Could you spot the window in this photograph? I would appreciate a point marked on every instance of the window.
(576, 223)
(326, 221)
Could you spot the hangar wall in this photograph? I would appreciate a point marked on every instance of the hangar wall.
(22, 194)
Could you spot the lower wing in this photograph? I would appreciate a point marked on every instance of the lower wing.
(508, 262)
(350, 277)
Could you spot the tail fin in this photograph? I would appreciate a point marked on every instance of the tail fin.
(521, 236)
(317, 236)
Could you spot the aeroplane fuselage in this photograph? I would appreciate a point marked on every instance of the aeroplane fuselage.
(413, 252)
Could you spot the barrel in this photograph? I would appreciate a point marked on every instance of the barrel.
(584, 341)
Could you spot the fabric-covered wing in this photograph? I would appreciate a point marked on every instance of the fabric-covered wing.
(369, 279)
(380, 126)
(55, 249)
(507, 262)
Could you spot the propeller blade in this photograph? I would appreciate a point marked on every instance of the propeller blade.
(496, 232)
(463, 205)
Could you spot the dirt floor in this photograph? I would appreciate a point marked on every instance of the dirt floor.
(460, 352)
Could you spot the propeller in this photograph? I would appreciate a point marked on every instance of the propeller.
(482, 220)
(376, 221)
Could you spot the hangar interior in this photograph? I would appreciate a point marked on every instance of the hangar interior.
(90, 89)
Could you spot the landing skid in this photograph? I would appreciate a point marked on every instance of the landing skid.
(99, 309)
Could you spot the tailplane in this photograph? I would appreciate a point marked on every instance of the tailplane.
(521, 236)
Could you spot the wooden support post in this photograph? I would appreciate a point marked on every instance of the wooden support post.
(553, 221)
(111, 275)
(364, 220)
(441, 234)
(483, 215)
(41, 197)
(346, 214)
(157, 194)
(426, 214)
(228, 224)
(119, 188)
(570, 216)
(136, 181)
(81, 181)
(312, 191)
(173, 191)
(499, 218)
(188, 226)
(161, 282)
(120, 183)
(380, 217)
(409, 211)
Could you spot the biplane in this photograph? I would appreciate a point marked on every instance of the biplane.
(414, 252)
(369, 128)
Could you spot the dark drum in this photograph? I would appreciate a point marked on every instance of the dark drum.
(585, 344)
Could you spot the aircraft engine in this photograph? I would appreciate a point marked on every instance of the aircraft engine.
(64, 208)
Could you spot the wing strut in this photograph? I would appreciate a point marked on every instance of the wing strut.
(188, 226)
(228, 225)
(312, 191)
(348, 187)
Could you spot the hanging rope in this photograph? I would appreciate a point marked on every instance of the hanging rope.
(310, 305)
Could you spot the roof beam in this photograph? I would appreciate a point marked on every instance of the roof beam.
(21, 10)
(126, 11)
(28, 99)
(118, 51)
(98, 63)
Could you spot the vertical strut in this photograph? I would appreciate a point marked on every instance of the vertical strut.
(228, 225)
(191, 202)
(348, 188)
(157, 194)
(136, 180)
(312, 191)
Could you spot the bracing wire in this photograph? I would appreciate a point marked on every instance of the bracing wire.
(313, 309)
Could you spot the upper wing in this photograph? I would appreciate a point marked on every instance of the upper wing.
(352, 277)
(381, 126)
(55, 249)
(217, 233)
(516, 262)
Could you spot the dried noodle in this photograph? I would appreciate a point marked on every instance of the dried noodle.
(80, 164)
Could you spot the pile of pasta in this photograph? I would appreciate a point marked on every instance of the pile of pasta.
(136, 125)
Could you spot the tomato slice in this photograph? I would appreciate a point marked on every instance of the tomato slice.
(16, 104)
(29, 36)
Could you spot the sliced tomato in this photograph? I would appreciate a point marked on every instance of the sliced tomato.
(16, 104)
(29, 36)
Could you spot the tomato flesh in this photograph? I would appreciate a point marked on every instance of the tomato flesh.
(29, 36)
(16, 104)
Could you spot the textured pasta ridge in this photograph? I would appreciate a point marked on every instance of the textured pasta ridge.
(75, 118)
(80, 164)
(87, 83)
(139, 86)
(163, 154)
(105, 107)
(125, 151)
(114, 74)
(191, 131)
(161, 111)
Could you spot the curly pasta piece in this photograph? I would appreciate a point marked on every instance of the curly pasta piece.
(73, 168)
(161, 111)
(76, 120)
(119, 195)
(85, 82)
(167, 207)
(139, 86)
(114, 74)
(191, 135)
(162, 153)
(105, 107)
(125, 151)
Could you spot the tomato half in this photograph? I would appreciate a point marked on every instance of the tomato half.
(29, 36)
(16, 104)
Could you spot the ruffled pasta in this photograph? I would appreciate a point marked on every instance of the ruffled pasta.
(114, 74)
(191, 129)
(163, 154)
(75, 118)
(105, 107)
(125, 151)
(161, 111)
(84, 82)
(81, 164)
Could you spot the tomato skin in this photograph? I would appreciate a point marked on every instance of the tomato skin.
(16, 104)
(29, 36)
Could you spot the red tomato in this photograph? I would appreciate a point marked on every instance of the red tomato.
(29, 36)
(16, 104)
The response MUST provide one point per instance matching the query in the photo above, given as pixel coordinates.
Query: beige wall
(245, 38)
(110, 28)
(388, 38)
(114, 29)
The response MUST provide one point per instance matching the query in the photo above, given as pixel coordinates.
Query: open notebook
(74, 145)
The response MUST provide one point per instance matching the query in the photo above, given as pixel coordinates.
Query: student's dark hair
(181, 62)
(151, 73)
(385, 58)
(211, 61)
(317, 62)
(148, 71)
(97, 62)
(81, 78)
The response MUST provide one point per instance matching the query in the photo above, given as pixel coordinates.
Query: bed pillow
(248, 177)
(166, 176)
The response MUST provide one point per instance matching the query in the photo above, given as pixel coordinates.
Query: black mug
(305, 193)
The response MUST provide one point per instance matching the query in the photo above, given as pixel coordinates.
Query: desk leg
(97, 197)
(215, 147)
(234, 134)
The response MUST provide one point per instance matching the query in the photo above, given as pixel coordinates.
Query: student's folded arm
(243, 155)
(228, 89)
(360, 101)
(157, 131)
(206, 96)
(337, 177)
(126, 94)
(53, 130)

* * * * *

→ What is being asked: Extract each line of the entries above that contains the word "student", and copy every such line in full.

→ Written answer:
Query: student's dark hair
Query: student's folded arm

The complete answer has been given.